Work instructions
Find and copy each line of the data that includes "green".
[Materials provided]
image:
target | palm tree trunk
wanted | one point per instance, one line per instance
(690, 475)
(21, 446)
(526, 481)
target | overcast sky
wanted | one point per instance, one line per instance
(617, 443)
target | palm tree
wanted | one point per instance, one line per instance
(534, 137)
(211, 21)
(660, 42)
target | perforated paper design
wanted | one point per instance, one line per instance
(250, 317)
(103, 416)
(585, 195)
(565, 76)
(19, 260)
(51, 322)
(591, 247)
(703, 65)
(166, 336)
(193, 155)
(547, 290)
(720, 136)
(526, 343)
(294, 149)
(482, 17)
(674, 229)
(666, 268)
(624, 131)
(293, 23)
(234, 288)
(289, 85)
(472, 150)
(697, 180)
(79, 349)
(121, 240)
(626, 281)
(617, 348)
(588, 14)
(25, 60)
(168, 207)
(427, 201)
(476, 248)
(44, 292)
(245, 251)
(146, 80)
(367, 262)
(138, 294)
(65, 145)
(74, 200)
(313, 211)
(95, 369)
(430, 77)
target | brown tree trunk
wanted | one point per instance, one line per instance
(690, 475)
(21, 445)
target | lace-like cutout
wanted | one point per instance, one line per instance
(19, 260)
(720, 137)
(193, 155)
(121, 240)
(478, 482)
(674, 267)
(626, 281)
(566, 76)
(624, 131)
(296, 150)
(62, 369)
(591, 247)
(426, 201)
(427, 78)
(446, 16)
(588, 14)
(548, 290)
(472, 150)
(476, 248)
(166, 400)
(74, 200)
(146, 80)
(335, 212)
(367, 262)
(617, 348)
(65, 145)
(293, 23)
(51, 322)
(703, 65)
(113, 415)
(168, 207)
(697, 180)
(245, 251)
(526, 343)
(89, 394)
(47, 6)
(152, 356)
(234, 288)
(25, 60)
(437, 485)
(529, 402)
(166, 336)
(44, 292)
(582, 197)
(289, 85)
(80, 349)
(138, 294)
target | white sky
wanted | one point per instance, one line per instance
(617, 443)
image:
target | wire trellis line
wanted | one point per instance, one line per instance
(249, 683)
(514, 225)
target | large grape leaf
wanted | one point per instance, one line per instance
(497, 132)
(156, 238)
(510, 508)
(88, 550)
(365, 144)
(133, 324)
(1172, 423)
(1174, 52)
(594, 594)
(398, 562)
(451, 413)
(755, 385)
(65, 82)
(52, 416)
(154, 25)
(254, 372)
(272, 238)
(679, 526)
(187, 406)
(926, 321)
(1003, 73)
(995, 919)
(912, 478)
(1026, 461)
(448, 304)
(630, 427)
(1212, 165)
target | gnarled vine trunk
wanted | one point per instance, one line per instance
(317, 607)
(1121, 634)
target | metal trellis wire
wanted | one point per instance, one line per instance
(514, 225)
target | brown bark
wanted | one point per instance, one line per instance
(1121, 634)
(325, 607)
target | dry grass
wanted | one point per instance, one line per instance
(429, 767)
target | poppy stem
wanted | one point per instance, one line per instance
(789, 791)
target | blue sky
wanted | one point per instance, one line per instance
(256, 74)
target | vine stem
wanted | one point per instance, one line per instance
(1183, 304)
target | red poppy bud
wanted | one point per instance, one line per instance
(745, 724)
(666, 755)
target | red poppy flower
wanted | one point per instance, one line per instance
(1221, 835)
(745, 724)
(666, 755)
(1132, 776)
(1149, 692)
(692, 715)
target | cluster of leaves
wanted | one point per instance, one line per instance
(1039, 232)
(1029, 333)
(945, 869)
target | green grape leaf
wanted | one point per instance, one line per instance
[/Materials provided]
[Materials provided]
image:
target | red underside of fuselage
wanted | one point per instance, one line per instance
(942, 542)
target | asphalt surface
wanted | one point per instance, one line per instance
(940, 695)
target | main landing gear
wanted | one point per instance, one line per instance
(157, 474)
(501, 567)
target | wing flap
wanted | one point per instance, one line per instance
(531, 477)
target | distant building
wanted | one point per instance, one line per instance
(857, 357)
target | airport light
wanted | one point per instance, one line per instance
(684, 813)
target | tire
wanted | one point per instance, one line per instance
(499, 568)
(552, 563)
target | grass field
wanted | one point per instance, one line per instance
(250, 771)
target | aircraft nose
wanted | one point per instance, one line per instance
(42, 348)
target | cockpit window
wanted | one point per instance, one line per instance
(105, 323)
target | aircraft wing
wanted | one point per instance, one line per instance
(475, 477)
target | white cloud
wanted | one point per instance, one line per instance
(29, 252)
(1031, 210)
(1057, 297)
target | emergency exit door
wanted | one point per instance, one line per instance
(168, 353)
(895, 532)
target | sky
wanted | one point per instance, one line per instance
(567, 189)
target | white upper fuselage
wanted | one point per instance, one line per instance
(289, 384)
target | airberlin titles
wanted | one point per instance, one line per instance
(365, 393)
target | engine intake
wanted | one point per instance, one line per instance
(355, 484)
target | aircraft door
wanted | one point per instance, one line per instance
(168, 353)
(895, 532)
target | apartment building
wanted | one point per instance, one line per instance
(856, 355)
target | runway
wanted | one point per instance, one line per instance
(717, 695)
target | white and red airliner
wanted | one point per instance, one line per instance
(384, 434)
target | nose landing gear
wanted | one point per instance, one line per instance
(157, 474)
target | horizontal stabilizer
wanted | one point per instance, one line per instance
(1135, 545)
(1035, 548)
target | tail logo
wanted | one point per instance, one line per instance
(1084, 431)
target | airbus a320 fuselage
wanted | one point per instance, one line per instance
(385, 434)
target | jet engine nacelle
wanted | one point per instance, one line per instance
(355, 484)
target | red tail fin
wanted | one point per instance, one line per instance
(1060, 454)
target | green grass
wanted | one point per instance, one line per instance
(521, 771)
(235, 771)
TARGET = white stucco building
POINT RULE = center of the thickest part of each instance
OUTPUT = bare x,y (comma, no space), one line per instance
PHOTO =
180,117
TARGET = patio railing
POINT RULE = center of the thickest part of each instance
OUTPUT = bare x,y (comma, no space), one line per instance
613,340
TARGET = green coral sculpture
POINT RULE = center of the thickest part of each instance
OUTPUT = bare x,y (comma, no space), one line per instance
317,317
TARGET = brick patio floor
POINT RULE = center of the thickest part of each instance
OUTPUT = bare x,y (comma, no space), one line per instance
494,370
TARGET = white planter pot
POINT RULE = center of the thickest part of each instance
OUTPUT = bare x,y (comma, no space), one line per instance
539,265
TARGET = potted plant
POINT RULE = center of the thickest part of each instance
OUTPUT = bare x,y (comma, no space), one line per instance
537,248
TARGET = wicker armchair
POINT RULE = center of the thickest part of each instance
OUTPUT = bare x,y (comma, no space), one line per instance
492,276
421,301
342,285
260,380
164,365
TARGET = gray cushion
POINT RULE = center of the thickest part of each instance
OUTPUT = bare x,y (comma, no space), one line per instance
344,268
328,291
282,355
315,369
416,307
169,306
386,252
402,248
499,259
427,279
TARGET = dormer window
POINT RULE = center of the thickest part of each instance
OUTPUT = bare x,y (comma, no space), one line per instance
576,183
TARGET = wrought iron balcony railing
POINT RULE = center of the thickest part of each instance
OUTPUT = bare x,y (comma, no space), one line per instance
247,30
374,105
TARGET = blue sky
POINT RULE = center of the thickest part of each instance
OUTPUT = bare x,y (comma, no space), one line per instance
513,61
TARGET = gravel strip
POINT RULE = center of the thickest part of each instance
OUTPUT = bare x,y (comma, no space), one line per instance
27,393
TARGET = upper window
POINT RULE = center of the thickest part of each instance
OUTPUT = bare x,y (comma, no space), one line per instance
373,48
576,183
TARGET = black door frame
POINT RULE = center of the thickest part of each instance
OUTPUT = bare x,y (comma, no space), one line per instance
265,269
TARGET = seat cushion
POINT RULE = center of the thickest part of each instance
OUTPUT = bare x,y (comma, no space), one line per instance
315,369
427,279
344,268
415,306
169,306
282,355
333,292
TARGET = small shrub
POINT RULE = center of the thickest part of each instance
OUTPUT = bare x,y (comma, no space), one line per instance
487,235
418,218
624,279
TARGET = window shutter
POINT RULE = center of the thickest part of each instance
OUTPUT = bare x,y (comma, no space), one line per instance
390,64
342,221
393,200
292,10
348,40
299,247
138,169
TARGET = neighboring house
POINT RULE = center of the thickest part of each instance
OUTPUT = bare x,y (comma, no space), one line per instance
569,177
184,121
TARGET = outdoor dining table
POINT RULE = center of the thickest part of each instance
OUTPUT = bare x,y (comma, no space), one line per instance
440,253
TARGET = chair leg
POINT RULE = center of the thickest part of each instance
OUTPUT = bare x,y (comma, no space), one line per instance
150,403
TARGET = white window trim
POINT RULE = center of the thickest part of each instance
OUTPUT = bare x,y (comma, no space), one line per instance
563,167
[/Materials provided]
[Materials provided]
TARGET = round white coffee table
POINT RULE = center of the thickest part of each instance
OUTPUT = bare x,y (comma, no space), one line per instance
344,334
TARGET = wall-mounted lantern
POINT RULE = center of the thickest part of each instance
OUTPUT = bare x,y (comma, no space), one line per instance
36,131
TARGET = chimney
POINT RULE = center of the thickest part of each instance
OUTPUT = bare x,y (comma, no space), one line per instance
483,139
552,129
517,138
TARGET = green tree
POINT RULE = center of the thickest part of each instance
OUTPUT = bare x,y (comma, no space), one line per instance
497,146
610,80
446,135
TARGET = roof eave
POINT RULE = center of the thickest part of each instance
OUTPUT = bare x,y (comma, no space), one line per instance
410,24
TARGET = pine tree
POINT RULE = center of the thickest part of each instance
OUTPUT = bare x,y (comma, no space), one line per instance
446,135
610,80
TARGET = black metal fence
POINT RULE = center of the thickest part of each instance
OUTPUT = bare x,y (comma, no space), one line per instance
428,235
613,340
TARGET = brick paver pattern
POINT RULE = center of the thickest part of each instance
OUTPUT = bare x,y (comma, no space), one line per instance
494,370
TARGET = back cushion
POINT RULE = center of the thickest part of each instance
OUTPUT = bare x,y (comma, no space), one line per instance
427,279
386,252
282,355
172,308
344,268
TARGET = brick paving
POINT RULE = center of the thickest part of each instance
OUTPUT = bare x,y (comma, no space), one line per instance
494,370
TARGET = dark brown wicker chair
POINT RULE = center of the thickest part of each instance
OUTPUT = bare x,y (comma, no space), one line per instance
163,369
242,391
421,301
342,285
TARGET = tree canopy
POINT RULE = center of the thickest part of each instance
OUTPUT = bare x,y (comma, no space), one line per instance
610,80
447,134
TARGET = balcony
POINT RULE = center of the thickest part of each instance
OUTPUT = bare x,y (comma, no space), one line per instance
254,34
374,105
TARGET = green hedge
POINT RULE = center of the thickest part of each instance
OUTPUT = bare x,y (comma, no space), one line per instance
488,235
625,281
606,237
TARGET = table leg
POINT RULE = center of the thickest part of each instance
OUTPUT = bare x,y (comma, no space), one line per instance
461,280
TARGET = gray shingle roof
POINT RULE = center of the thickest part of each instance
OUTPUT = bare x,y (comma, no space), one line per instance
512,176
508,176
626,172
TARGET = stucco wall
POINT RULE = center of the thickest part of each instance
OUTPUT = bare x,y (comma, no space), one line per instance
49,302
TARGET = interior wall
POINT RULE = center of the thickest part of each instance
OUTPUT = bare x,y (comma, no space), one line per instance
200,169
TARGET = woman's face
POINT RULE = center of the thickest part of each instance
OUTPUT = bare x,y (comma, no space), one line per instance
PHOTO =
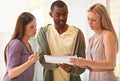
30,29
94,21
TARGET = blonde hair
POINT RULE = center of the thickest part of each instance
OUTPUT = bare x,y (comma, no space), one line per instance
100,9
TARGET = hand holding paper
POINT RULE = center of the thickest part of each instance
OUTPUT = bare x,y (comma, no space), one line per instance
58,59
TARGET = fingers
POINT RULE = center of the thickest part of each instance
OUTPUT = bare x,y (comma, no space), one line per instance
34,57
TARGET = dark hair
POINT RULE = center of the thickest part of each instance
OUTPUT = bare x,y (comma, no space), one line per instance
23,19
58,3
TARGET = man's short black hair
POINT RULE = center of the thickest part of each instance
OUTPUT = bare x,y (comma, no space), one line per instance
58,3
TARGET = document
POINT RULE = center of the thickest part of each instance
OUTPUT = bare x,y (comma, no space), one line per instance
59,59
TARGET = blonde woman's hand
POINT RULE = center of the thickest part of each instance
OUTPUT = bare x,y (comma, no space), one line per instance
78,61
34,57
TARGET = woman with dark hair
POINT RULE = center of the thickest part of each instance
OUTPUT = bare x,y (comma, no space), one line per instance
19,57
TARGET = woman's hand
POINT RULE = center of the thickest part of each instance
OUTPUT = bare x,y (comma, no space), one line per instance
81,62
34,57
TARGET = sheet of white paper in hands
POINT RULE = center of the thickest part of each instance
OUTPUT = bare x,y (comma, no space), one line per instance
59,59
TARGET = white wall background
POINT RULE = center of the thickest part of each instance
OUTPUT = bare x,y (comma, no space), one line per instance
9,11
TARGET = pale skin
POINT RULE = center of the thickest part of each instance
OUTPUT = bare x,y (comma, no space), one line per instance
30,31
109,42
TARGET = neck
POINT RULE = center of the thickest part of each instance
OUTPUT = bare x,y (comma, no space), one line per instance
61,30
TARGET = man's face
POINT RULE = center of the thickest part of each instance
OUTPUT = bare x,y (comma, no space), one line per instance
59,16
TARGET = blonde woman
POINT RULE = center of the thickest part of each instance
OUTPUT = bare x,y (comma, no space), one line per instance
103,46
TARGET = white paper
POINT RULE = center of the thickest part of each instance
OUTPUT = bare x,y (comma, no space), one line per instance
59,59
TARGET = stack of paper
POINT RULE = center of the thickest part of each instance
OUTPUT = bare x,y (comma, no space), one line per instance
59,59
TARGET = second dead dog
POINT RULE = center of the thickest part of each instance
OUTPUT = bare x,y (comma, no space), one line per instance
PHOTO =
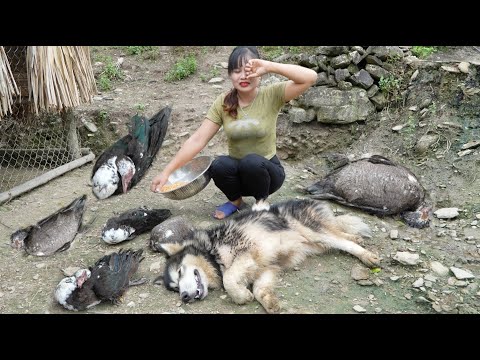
[/Materials provided]
Task solution
target | green grape leaf
target | green grass
TARGET = green coral sculpture
TARGET = green tree
TARGET = green hedge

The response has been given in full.